STATED EXERCISE: Reproduce the listing that follows with no differences at all.

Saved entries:
----

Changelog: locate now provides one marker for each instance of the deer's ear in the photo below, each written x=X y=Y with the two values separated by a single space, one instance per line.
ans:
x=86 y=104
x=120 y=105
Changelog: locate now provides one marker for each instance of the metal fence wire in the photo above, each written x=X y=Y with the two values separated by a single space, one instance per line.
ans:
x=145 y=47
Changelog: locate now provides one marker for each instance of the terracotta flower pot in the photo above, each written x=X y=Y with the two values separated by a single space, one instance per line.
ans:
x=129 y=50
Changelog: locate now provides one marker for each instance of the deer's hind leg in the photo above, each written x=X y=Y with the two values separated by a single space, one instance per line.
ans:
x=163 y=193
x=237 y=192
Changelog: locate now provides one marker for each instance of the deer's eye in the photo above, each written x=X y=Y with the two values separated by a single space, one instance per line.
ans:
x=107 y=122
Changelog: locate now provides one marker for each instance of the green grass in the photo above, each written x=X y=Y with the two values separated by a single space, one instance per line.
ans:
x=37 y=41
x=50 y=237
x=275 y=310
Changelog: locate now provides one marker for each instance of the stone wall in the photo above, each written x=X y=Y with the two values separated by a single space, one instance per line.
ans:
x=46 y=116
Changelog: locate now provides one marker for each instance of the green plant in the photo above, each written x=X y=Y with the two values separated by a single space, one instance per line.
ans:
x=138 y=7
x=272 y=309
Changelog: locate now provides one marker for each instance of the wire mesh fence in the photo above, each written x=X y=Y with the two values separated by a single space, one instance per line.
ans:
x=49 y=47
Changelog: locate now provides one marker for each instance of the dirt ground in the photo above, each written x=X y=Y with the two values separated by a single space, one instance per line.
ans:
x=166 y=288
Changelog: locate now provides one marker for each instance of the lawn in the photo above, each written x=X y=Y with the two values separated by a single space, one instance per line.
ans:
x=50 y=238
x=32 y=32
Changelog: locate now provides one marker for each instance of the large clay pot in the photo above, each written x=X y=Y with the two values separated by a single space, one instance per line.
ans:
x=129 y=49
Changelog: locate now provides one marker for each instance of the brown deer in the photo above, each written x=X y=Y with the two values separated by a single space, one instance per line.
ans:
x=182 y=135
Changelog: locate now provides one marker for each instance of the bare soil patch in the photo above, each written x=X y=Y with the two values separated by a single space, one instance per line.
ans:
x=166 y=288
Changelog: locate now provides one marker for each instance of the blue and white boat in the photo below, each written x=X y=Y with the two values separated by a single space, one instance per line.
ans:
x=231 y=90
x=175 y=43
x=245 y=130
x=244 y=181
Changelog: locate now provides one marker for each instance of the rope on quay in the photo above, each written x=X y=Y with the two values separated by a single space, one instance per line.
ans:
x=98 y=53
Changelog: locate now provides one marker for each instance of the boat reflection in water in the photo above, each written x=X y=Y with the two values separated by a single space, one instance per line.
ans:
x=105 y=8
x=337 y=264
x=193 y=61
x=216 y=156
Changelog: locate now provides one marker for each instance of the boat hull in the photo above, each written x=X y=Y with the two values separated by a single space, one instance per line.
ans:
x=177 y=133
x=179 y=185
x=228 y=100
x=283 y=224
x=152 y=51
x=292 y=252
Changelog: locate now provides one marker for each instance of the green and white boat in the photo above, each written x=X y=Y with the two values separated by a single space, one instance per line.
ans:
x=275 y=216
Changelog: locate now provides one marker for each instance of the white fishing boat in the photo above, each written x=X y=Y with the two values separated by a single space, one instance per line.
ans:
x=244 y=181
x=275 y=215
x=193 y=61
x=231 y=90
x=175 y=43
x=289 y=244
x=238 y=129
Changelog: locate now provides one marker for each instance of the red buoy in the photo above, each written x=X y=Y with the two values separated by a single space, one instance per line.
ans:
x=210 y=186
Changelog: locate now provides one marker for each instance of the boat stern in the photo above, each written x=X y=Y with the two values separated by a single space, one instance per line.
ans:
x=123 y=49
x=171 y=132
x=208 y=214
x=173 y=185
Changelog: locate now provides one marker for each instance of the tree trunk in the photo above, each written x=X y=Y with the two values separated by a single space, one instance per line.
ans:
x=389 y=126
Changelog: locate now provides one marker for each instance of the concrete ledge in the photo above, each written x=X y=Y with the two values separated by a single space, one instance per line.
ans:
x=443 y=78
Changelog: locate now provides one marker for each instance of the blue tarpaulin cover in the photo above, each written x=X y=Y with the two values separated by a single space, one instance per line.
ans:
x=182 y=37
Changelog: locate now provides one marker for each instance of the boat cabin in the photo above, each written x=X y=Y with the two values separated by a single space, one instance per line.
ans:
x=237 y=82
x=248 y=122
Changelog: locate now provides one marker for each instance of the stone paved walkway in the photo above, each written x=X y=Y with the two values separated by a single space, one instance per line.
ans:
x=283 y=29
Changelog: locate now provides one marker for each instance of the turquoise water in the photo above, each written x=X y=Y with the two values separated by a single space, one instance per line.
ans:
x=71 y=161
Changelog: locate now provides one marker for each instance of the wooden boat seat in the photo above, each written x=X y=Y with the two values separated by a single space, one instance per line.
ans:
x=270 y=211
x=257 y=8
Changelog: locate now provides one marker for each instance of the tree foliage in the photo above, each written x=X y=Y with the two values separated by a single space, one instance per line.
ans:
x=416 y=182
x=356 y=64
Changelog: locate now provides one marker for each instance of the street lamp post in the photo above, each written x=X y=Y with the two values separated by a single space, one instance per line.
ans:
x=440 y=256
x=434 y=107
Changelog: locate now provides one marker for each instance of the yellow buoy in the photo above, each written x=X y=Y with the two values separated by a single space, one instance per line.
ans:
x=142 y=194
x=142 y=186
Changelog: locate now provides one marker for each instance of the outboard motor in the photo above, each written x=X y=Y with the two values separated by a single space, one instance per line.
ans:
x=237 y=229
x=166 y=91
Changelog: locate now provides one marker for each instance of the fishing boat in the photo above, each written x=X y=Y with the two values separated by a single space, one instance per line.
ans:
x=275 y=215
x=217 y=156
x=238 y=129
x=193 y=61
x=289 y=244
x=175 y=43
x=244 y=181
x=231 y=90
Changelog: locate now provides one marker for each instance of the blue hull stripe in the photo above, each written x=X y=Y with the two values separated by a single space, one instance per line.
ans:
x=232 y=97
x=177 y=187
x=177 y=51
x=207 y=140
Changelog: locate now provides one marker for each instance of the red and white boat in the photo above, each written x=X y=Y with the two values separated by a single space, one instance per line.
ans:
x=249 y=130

----

FINISHED ANSWER:
Changelog: locate now provides one marker for each instance of the deer's ear in the photo below, each written x=X y=Y with the two values separated by a single space, one instance per line.
ans:
x=86 y=104
x=120 y=105
Changelog: locate now provides one marker for each instance of the metal fence wire in the photo above, each written x=X y=Y with the two values separated by a single space, one instance per line.
ans:
x=145 y=47
Changelog: locate now provides one marker for each instance of the terracotta flower pot in the photo above, each written x=X y=Y with the two values separated by a single space, one instance per line.
ans:
x=129 y=50
Changelog: locate now provides one marker for each instance of the deer's hind leg in the photo above, each written x=X y=Y with the two values separated by a single space, one instance per line.
ans:
x=163 y=193
x=237 y=192
Changelog: locate now provides one marker for each instance of the deer's eye in the photo above, each written x=X y=Y with the two values separated by a single space, one instance per line.
ans:
x=107 y=122
Changelog: locate now provides one marker for each instance of the green grass in the photo above, each written x=X y=Y with the two values separated by a single space, one instance per line.
ans:
x=37 y=41
x=50 y=237
x=275 y=310
Changelog: locate now provides one marker for each instance of the stone wall in the photo above, each written x=X y=Y with the two values separated by a single space, one instance per line.
ans:
x=46 y=116
Changelog: locate now provides one marker for each instance of the green plant in the photo above, each written x=X y=Y with the two values separated by a single space, one instance per line.
ans:
x=138 y=7
x=272 y=309
Changelog: locate now provides one marker for each instance of the wire mesh fence in the photo above, each written x=X y=Y with the two values separated by a single space, one instance per line.
ans:
x=49 y=47
Changelog: locate now provides one marker for each instance of the dirt ground in the photo above, each written x=X y=Y with the two values separated by a single space, one instance per line.
ans:
x=166 y=288
Changelog: locate now provides one marker for each instance of the lawn in the photo above, each written x=X y=Y with the two values separated by a single space, one instance per line.
ans:
x=50 y=238
x=32 y=32
Changelog: locate now provides one marker for each instance of the large clay pot in the photo above, each written x=X y=Y with the two values separated by a single space, one instance per line.
ans:
x=129 y=49
Changelog: locate now provides one marker for each instance of the brown deer in the photo above, each written x=X y=Y with the two values separated by a single space, one instance per line.
ans:
x=182 y=135
Changelog: locate now provides one marker for each instance of the bare soil patch in the photo above, each written x=X y=Y with the two values separated by a single space, one instance per line.
ans:
x=166 y=288
Changelog: locate now provides one marker for each instance of the blue and white boat in the photo below, each written x=X y=Y with the two values separated by a single space, one instance per line.
ans:
x=231 y=90
x=175 y=43
x=245 y=130
x=244 y=181
Changelog: locate now provides one marker for each instance of the rope on quay in the photo above, each written x=X y=Y with the two values separated by a single space, one instance per line.
ans:
x=98 y=53
Changelog: locate now provides one marker for each instance of the boat reflection in water in the photo above, each written x=X y=Y with the two values separated by a single space, one instance per line.
ans:
x=105 y=8
x=337 y=264
x=193 y=61
x=216 y=156
Changelog: locate now provides one marker for each instance of the boat hull in the photo above, each written x=X y=Y with the two values separated by a single space, one instance per line.
ans:
x=177 y=133
x=179 y=185
x=228 y=100
x=283 y=224
x=152 y=51
x=292 y=252
Changelog: locate now provides one marker for each instance of the green and white boat in the photo above, each written x=X y=Y with the two values separated by a single space, one instance per line.
ans:
x=275 y=216
Changelog: locate now provides one marker for each instance of the white fishing boat in the photo above, each written x=X y=Y with the two values separated by a single space, one instance per line.
ans:
x=244 y=181
x=275 y=215
x=193 y=61
x=231 y=90
x=175 y=43
x=289 y=244
x=238 y=129
Changelog: locate now provides one marker for each instance of the red buoy in the photo above, each written x=X y=Y with the two values separated by a single space, one instance per line.
ans:
x=210 y=186
Changelog: locate now provides one marker for each instance of the boat stern in the photo above, each written x=X y=Y with the two values separated by a single space, one instance per line.
ans:
x=123 y=49
x=171 y=132
x=208 y=214
x=173 y=185
Changelog: locate now provides one marker for each instance of the tree trunk in the photo above, each written x=X y=Y with the two values separated by a single space, one instance per line.
ans:
x=389 y=126
Changelog: locate now provides one marker for each instance of the concrete ledge in the photo above, each written x=X y=Y with the two values separated by a single space, one instance per line.
ans:
x=443 y=78
Changelog: locate now provides one marker for each instance of the blue tarpaulin cover in the photo above, each written x=X y=Y with the two values separated by a single space, one instance per line.
ans:
x=182 y=37
Changelog: locate now provides one marker for each instance of the boat cabin in the photo above, each written x=X y=Y with the two values separated by a single space, one instance per line.
ans:
x=237 y=82
x=248 y=122
Changelog: locate now provides one marker for each instance of the stone paved walkway in the photo above, each written x=X y=Y with the two values separated by a single space, one instance per line.
ans:
x=283 y=29
Changelog: locate now provides one marker for each instance of the turquoise water in the photo above, each written x=X y=Y with the two values separated by a single space, one instance per line.
ans:
x=71 y=161
Changelog: locate now provides one marker for each instance of the wooden boat seat in the photo above, each written x=X y=Y with the two values separated by a single space, one instance per line.
ans:
x=270 y=211
x=257 y=8
Changelog: locate now provides one marker for each instance of the tree foliage in the photo above, each written x=X y=Y with the two values separated by a single space, one instance per line.
ans:
x=416 y=182
x=356 y=64
Changelog: locate now provides one marker for each instance of the street lamp post in the photo above, each written x=X y=Y with the two values separated by a single space, one instance per line.
ans:
x=440 y=256
x=434 y=107
Changelog: locate now provides one marker for each instance of the yellow buoy in the photo above, each written x=X y=Y with the two values separated by a single space, one instance per line.
ans:
x=142 y=194
x=142 y=186
Changelog: locate now provides one marker for each instance of the outboard motor in the photo above, each written x=X y=Y with the two values separated by a single space, one instance per line.
ans:
x=237 y=229
x=166 y=91
Changelog: locate now provides one marker for each instance of the fishing boat in the photo above, each written x=X y=Y with the two values separated by a single space, one instance per line.
ans:
x=275 y=215
x=217 y=156
x=238 y=129
x=193 y=61
x=289 y=244
x=175 y=43
x=244 y=181
x=231 y=90
Changelog: locate now provides one marker for each instance of the blue hull stripe in the photo above, each written x=X y=Y with the two values separated by a single space, one instance per line.
ans:
x=232 y=97
x=177 y=187
x=177 y=51
x=207 y=140
Changelog: locate now provides one marker for each instance of the red and white boat in the photo above, each written x=X y=Y with the two values separated by a single space, one instance per line.
ans:
x=249 y=130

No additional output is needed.